◆ **EXCERPT TO READ**:
**********

EM: I was responding to the need of the people. I was doing the work that needs to be done. I was being the conduit bringing the message to the countless thousands of people who could not be in Brooklyn physically that day but who wanted to have a psychic and spiritual connection with Patrick Dorismond and his family.

I was there all day reporting live on that funeral. I believe at some point I was targeted by the police and a mugging occurred. At one point I was reporting. The next thing I know I was on the ground.

After that, I was in a police wagon being driven around Brooklyn for an interminably long time. After that, I spent hours in a police station asking for medical attention. After that, I was finally taken to a hospital, handcuffed to a gurney, handcuffed to a chair and finally handcuffed to my bed from Saturday to Monday. I subsequently spent almost two weeks in the hospital. Since then, I am suffering indescribable physical pains from my injuries. I am optimistic I will recover. I am also optimistic I will be able to resume my work.

Behind the Scenes at Democracy Now!

JT: Talk about the work you do and how you all as a team go about putting Democracy Now! together? It's a remarkable show to listen to every morning.

EM: The credit for the success of that show must go to Amy Goodman's singularity of purpose and her total dedication to that program. Amy Goodman lives Democracy Now! She breathes it. She sleeps it if she ever sleeps.

JT: Do you think she does?

EM: I have my doubts (laughs). I actually have my doubts that Amy Goodman ever sleeps. She works on the program nearly non-stop. The rest of us just get swept along.

It is a program that is tremendously understaffed, tremendously under resourced. But, we work in an institution at WBAI where people don't work for a paycheck but for a cause. So, you have many hands who chip in and contribute to the success of that show. You have many people who step aside so that Amy can do an interview at 3 o'clock in the afternoon or 3 a.m. in the morning across the world to catch a guest.

You have people come in and help with production, who go out and gather the sounds that you hear on Democracy Now! Many of them do it because they feel it is a worthwhile effort to share information with a broader community.

Terry Allen and Chris Abrams do the show full time, which means being in at 7a.m. and still working at it at 10, 11, 12 o'clock at night. Anthony Sloan, who is ably filling in for me and engineering the show, is working as Amy's protector and defender. He and she and everyone who is right-minded at WBAI are working under a climate of fear and intimidation.

JT: What are some of the things they have been doing to Amy?

EM: It's a bad situation for Amy where she's been personally attacked on the air, her credibility maligned, people talking about Amy's family being from South Africa, which is a lie. They call her a racist, which is a lie. They claim Amy is the hidden hand behind the scene whose manipulating events and causing all the turmoil at the station, which is a lie. They said she has no children and that is a lie. She does have a child and that child is her work and she's totally dedicated to that.

Tsunami

JT: Speaking of recoveries, after what you saw this weekend what do you see as the possibility this present board will be overturned and replaced by something more democratic?

EM: I have been in this struggle for quite a while and I've never been happier. I'm also mindful of the fact that the struggle has to be won with compassion. And based on the reports I've heard and what I've seen this weekend, we are conducting ourselves with dignity and compassion.

The message to that board is clear. There is a force of peace that is going to sweep them out of office. The best they can do is relinquish their illegal control of Pacifica Network and step aside. Otherwise, this tsunami is going to wash over them. We will try to reach an end with them and wash them up to shore on some desert island where they won't ever again be able to inflict damages on anyone. I hope they heed the call and get the hell out of the way as soon as possible.

**********

◆ **MATERIAL SUPPLIED**:
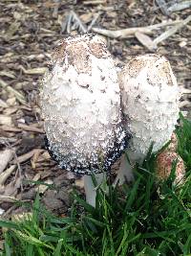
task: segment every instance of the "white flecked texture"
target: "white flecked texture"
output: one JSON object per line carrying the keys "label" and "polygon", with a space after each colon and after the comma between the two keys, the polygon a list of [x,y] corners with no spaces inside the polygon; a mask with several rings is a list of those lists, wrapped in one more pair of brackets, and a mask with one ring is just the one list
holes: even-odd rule
{"label": "white flecked texture", "polygon": [[170,140],[179,118],[180,91],[164,57],[145,55],[132,59],[120,74],[122,111],[133,135],[129,156],[142,159]]}
{"label": "white flecked texture", "polygon": [[69,171],[107,171],[125,148],[125,132],[117,74],[104,42],[69,37],[52,61],[41,91],[50,150]]}

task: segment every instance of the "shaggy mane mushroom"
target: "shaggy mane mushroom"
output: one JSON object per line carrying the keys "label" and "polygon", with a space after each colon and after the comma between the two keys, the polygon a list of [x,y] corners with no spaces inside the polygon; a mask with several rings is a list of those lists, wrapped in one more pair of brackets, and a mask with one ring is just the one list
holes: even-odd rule
{"label": "shaggy mane mushroom", "polygon": [[60,43],[43,80],[41,109],[49,151],[61,168],[85,175],[86,199],[95,206],[89,175],[100,184],[127,142],[117,74],[100,37]]}
{"label": "shaggy mane mushroom", "polygon": [[116,183],[132,179],[132,165],[141,163],[153,143],[159,151],[170,140],[179,118],[180,91],[169,61],[158,55],[135,58],[120,76],[125,129],[132,134]]}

**********

◆ **SET OF TASKS**:
**1)** Write out the passage of the interview from "I was there" to "at Democracy Now!".
**2)** In the interview, which two people are said to do the show full time?
Rely on the interview alone.

◆ **ANSWERS**:
**1)**
I was there all day reporting live on that funeral. I believe at some point I was targeted by the police and a mugging occurred. At one point I was reporting. The next thing I know I was on the ground.

After that, I was in a police wagon being driven around Brooklyn for an interminably long time. After that, I spent hours in a police station asking for medical attention. After that, I was finally taken to a hospital, handcuffed to a gurney, handcuffed to a chair and finally handcuffed to my bed from Saturday to Monday. I subsequently spent almost two weeks in the hospital. Since then, I am suffering indescribable physical pains from my injuries. I am optimistic I will recover. I am also optimistic I will be able to resume my work.

Behind the Scenes at Democracy Now!

**2)** Terry Allen and Chris Abrams.